- _FRAGMENTO SELECCIONADO_:

Por Lola Fernández.
Me despierto, que no es poco en estos tiempos locos, después de finalizado el toque de queda, celebrado por aquí y por allí como si supusiera el fin del coronavirus, con congregaciones de miles de irresponsables que lo que menos hacen es respetar la distancia de seguridad o llevar mascarillas; o sea, lo contrario de las recomendaciones sanitarias. Conductas temerarias personales, que tendrán consecuencias de futuro colectivas, y que son tan imperdonables como evitables. Las autoridades centrales sugirieron de entrada un toque de queda que se alargara hasta el verano, y al no contar con el apoyo parlamentario mayoritario necesario, se fijó hasta mayo, hasta ahora. Insuficiente límite, pues la vacunación queda muy lejos de estar a la altura de la inmunidad de grupo, y porque hay demasiada gente que ante el buen tiempo olvida que las restricciones que empezaron en marzo del 2020 no son un capricho, ni un error de un partido político. Con el negacionismo y el populismo impregnados de política, en algo que debería regirse por el bien general más que nunca, se obtienen resultados contrarios a la lógica y el razonamiento, pero es lo que hay; y ciertamente es muy preocupante, porque a cualquier virus le viene de perlas que el ser humano muestre su lado menos inteligente. Y lo siento, pero la inteligencia brilla por su ausencia, tanto y de tal modo, que parece haber cegado a una gran mayoría; y este caso, la cantidad no va pareja a la calidad. Lo más terrible es que se juega con la vida, y no ya solo propia, sino ajena.

- _OBJETIVO DEL EJERCICIO_: Por favor, enumera todas las palabras terminadas en «-ble» o «-bles» del fragmento sobre el fin del toque de queda, en el orden en que aparecen.

- _SECCIÓN DE DATOS_:
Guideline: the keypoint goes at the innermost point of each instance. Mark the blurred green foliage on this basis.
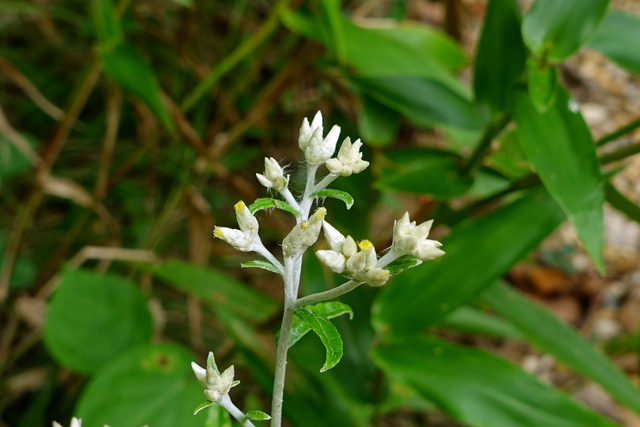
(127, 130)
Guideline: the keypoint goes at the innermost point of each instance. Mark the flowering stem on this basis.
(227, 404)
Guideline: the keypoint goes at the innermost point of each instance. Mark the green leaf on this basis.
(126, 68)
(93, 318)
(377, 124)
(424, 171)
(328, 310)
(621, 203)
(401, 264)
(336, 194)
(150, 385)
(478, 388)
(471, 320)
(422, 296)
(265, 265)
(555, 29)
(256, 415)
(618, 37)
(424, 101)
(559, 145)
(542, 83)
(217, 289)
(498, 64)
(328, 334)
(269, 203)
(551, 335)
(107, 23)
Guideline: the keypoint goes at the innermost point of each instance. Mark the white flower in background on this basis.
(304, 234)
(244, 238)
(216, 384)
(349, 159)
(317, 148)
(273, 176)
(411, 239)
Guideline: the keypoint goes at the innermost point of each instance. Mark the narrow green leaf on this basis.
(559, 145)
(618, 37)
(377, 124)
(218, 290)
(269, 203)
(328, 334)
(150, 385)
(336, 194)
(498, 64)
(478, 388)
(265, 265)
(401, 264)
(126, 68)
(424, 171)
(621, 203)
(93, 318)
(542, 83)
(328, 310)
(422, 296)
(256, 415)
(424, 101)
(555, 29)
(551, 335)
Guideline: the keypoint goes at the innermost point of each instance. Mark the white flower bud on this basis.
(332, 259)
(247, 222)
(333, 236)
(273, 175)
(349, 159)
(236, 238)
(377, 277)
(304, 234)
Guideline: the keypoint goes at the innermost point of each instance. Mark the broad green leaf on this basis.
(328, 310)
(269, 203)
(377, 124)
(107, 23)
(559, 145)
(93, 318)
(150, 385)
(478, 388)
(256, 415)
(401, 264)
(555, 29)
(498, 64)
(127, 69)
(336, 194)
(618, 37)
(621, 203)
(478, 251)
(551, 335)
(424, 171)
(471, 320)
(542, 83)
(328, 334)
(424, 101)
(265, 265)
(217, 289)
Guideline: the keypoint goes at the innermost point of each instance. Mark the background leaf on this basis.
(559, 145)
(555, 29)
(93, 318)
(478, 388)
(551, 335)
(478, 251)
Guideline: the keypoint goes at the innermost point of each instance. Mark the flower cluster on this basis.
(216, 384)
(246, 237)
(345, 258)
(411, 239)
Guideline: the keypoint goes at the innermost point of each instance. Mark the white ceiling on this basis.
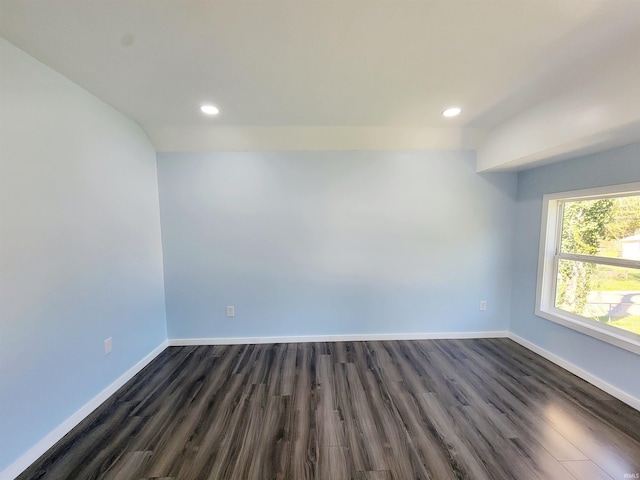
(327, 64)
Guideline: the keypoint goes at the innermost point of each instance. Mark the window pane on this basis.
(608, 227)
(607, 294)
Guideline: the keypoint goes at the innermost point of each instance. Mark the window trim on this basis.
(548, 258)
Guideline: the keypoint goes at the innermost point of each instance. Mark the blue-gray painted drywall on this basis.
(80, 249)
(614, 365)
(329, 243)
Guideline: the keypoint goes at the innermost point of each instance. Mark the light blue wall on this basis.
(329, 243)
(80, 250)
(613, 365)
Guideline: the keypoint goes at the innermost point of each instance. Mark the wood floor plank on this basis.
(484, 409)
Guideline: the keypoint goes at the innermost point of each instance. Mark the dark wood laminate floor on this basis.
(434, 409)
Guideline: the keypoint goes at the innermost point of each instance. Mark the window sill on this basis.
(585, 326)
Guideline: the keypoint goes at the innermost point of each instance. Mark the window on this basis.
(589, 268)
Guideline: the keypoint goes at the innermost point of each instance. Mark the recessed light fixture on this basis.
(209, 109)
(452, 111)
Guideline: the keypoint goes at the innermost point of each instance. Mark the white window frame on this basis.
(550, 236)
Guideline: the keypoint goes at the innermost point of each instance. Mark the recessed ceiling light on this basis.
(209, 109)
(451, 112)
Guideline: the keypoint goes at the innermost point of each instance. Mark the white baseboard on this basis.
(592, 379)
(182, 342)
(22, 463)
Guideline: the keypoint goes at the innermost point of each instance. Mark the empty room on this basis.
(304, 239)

...

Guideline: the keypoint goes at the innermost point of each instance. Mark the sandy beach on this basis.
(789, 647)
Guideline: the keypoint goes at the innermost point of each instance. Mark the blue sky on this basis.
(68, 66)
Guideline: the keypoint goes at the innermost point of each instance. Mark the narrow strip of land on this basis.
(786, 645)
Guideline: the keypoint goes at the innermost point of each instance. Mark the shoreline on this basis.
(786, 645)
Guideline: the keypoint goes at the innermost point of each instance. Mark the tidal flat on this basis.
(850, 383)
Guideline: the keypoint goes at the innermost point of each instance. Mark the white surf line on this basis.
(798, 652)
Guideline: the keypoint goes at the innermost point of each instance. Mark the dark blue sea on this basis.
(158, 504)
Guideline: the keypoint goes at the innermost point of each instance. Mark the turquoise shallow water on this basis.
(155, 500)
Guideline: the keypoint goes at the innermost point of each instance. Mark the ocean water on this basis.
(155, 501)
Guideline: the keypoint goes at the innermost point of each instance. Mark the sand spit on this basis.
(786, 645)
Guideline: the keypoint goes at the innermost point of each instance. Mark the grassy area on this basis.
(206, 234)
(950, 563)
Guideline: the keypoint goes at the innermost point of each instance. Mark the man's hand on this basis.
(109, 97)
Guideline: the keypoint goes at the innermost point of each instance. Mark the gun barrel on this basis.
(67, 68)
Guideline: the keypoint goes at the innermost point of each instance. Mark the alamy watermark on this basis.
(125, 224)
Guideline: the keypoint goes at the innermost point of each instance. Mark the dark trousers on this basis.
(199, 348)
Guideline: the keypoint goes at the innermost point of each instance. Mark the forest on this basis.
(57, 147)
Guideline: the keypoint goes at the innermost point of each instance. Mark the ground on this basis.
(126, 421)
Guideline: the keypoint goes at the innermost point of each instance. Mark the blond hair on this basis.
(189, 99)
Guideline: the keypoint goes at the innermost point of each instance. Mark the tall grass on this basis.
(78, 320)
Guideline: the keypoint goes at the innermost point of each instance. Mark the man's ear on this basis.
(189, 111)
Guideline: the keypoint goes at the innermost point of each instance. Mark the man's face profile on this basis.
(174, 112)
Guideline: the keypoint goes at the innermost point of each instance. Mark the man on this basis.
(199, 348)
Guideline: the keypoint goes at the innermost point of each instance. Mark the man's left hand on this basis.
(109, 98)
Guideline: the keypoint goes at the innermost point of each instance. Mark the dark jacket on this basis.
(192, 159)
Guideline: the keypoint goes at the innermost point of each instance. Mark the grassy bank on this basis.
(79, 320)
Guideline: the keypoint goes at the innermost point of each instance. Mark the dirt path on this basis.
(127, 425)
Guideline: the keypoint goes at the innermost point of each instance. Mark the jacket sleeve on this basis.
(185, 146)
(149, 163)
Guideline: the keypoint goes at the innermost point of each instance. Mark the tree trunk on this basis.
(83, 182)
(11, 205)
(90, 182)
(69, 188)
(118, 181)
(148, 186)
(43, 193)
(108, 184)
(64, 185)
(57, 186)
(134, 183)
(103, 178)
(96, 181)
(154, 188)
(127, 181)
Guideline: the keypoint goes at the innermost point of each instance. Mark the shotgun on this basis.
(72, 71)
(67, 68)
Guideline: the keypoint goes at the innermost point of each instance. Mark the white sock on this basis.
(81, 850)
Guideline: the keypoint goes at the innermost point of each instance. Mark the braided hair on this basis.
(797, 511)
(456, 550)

- _RESPUESTA_: irresponsables, imperdonables, evitables, terrible